Task instructions:
The word "query" occurs in some lines of the data. Return each such line.

(Task data Opens)

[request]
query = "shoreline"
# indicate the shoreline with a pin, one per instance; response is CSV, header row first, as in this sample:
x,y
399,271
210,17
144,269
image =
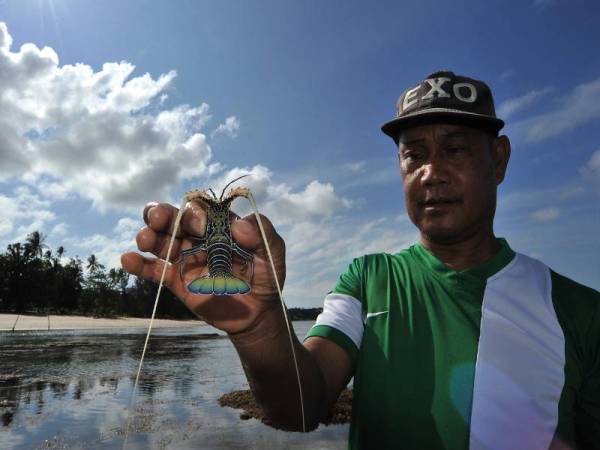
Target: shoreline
x,y
58,322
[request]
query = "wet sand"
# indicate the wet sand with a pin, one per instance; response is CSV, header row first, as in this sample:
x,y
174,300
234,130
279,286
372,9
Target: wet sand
x,y
244,400
52,322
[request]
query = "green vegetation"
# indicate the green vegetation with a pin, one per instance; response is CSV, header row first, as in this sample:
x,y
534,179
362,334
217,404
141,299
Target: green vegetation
x,y
36,280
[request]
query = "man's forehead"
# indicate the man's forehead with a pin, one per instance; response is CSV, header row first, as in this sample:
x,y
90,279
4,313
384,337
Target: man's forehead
x,y
438,130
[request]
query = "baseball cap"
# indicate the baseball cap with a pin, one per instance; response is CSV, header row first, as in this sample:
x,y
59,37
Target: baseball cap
x,y
445,97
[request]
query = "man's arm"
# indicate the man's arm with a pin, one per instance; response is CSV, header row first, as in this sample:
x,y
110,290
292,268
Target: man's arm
x,y
325,369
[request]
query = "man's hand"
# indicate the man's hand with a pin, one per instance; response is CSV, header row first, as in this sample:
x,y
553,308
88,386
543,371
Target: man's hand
x,y
234,313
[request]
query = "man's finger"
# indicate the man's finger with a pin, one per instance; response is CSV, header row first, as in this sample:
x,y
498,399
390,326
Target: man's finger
x,y
151,269
157,243
247,233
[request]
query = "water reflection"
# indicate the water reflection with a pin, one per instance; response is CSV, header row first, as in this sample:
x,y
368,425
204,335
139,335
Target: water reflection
x,y
71,390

(Task data Closes)

Solved problem:
query = "shoreline"
query = "wet sand"
query = "green vegetation"
query = "man's forehead"
query = "baseball cap"
query = "man's arm"
query = "man's hand"
query = "man's finger"
query = "water reflection"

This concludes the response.